— Begin Quoted passage —

Re: [DISCUSS] Adding support for BETWEEN operator

2024-05-15 Thread Jeff Jirsa
You can remove the shadowed values at compaction time, but you can’t ever fully 
propagate the range update to point updates, so you’d be propagating all of the 
range-update structures throughout everything forever. It’s JUST like a range 
tombstone - you don’t know what it’s shadowing (and can’t, in many cases, 
because the width of the range is uncountable for some types). 

Setting aside whether or not this construct is worth adding (I suspect a lot of 
binding votes would say it’s not), the thread focuses on BETWEEN operator, and 
there’s no reason we should pollute the conversation of “add a missing SQL 
operator that basically maps to existing functionality” with creation of a 
brand new form of update that definitely doesn’t map to any existing concepts. 





> On May 14, 2024, at 10:05 AM, Jon Haddad  wrote:
> 
> Personally, I don't think that something being scary at first glance is a 
> good reason not to explore an idea.  The scenario you've described here is 
> tricky but I'm not expecting it to be any worse than say, SAI, which (the 
> last I checked) has O(N) complexity on returning result sets with regard to 
> rows returned.  We've also merged in Vector search which has O(N) overhead 
> with the number of SSTables.  We're still fundamentally looking at, in most 
> cases, a limited number of SSTables and some merging of values.
> 
> Write updates are essentially a timestamped mask, potentially overlapping, 
> and I suspect potentially resolvable during compaction by propagating the 
> values.  They could be eliminated or narrowed based on how they've propagated 
> by using the timestamp metadata on the SSTable.
> 
> It would be a lot more constructive to apply our brains towards solving an 
> interesting problem than pointing out all its potential flaws based on gut 
> feelings.  We haven't even moved this past an idea.  
> 
> I think it would solve a massive problem for a lot of people and is 100% 
> worth considering.  Thanks Patrick and David for raising this.

— End Quoted passage —
— Begin Dataset records —

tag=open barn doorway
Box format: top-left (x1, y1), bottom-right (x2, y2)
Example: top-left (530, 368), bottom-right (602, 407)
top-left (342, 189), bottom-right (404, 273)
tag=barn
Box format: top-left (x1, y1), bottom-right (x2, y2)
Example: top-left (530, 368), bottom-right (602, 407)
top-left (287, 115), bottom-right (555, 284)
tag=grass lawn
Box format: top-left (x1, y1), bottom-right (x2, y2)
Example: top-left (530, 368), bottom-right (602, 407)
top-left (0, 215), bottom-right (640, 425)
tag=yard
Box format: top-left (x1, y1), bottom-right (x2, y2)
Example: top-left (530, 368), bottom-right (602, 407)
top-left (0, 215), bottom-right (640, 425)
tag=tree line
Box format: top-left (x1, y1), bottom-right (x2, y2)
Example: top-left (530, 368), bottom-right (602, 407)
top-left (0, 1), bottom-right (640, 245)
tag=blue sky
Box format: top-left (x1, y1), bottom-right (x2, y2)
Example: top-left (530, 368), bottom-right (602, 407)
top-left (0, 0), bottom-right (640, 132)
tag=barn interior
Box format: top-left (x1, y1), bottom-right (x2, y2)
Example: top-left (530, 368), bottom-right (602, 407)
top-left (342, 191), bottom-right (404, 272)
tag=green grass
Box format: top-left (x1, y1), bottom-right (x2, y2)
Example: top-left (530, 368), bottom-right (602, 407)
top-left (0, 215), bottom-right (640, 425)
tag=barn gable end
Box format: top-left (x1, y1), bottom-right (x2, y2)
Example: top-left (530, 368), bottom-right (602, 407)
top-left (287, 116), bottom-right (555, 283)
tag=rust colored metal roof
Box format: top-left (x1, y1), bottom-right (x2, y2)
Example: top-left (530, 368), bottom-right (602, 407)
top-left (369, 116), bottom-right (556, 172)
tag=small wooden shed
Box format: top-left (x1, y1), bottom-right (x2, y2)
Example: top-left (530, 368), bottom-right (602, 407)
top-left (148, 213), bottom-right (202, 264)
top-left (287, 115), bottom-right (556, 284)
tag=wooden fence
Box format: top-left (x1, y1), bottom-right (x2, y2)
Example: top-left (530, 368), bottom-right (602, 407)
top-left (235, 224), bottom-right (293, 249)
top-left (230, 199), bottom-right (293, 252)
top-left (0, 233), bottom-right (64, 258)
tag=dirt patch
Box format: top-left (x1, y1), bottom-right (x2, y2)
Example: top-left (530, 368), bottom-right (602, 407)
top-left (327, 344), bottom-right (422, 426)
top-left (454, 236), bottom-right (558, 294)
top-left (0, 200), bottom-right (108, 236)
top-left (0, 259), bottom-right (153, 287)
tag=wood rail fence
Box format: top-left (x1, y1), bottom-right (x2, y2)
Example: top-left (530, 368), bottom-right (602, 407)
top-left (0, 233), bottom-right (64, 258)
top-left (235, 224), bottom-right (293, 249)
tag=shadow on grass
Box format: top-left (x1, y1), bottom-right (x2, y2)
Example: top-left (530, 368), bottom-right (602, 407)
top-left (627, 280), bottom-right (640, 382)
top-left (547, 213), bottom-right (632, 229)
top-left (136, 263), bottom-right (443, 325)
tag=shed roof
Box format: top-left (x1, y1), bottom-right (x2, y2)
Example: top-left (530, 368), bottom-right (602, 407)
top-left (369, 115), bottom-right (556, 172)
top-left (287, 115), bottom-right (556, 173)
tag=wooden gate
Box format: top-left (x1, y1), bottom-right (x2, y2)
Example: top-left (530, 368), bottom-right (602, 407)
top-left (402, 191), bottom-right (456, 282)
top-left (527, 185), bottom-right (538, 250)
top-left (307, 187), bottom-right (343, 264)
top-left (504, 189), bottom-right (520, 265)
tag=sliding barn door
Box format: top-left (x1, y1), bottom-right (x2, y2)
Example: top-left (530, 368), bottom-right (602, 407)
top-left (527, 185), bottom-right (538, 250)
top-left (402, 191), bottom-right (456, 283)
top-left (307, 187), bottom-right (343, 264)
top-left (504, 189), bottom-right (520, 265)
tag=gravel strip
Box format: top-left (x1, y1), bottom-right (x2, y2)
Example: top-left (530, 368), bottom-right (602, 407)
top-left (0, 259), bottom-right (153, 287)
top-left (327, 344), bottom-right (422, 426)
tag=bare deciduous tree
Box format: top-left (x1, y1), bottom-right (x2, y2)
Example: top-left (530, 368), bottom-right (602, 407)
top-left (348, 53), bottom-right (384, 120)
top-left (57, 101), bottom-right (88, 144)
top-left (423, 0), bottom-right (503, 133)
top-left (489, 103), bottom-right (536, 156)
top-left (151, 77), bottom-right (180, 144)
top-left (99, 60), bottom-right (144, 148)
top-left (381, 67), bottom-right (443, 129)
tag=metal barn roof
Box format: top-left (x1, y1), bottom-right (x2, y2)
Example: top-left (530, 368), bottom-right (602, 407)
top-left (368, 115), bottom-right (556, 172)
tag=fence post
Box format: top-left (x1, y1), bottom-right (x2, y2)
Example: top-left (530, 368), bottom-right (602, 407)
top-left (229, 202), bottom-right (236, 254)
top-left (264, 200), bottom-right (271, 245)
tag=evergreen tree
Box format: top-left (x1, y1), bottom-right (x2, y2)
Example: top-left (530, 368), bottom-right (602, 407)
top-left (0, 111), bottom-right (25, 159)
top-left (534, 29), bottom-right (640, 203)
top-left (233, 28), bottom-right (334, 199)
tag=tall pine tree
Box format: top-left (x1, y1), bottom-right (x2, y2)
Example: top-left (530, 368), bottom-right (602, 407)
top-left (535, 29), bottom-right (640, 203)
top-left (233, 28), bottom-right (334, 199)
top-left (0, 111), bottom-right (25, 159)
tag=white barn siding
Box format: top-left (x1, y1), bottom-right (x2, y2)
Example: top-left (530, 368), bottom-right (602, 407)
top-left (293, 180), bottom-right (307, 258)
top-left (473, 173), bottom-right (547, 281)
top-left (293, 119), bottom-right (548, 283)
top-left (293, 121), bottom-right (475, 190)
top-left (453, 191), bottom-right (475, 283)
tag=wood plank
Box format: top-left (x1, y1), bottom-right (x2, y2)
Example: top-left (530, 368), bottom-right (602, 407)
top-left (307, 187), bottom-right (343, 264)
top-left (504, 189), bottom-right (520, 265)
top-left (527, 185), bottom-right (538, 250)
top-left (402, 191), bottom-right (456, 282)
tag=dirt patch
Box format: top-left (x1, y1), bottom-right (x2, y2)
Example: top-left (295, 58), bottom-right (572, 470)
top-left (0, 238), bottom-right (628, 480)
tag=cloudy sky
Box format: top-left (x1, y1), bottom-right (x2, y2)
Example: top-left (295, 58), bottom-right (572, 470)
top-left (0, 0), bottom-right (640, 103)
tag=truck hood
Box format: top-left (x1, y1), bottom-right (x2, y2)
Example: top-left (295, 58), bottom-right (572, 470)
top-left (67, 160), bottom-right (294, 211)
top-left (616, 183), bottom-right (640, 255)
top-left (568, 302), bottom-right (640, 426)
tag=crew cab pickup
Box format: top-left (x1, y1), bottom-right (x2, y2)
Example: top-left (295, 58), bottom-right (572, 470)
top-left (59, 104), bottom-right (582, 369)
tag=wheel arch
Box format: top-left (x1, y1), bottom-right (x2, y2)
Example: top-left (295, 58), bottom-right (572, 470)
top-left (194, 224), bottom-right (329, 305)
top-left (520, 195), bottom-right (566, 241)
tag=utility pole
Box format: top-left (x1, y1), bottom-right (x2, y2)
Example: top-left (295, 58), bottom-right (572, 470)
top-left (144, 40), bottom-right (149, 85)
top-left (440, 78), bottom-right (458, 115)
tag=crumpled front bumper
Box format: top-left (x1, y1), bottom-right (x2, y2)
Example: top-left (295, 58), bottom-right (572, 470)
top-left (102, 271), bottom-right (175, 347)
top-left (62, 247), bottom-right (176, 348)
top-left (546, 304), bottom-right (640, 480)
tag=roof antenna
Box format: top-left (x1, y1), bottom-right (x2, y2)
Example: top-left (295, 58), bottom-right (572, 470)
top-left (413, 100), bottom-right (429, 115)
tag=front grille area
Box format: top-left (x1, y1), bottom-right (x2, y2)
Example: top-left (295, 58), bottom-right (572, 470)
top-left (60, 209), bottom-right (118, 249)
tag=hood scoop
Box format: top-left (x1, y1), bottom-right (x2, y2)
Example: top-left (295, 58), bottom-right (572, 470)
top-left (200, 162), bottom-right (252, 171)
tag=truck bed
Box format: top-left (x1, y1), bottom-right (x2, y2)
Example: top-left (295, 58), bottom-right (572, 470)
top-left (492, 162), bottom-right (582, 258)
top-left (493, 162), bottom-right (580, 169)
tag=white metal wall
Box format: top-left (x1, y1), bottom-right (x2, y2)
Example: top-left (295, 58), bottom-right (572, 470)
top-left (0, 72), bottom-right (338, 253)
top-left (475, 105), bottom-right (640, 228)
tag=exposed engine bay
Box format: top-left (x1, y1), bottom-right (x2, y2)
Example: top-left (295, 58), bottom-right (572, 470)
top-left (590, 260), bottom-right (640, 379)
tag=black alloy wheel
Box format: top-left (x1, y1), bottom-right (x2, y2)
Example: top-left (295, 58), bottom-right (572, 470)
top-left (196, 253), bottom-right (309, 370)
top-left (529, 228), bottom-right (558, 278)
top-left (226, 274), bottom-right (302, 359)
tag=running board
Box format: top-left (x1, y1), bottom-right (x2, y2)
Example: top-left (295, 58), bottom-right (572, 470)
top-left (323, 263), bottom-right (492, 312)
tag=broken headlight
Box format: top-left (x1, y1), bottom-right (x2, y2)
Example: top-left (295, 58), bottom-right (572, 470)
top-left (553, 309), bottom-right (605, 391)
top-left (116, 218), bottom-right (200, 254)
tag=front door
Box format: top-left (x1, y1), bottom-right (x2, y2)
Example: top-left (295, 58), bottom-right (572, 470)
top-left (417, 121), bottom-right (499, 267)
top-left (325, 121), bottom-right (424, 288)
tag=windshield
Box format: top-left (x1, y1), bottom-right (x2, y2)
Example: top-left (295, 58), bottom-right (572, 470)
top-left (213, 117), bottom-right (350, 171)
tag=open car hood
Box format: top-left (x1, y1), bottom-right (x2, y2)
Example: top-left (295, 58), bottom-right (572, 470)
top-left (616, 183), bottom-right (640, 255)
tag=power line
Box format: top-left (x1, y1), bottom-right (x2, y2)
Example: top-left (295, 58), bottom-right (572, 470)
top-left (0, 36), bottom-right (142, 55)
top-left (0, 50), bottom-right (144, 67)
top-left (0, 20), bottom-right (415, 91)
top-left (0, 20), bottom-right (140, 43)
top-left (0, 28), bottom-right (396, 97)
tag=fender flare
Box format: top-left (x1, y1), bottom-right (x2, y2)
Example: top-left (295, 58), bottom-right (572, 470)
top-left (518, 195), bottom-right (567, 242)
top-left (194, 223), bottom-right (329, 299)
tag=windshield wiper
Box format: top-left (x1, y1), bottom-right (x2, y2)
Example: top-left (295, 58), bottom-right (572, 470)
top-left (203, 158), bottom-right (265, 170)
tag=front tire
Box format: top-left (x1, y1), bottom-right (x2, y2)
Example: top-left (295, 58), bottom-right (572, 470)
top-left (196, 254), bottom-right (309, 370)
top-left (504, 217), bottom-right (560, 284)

— End Dataset records —

### Problems to solve
1. Name every person mentioned in the BETWEEN operator discussion, whether as a message author or within a message.
2. Continue the BETWEEN operator discussion from where it currently ends.
You won't need the listing.

### Answers for this exercise
1. Jeff Jirsa, Jon Haddad, Patrick, David

2.
> 
> Jon
> 
> 
> 
> On Tue, May 14, 2024 at 9:48 AM Bowen Song via dev  > wrote:
>> Ranged update sounds like a disaster for compaction and read performance.
>> 
>> Imagine compacting or reading some SSTables in which a large number of 
>> overlapping but non-identical ranges were updated with different values. It 
>> gives me a headache by just thinking about it.
>> 
>> Ranged delete is much simpler, because the "value" is the same tombstone 
>> marker, and it also is guaranteed to expire and disappear eventually, so the 
>> performance impact of dealing with them at read and compaction time doesn't 
>> suffer in the long term.
>> 
>> 
>> On 14/05/2024 16:59, Benjamin Lerer wrote:
>>> It should be like range tombstones ... in much worse ;-). A tombstone is a 
>>> simple marker (deleted). An update can be far more complex.  
>>> 
>>> Le mar. 14 mai 2024 à 15:52, Jon Haddad >> > a écrit :
 Is there a technical limitation that would prevent a range write that 
 functions the same way as a range tombstone, other than probably needing a 
 version bump of the storage format?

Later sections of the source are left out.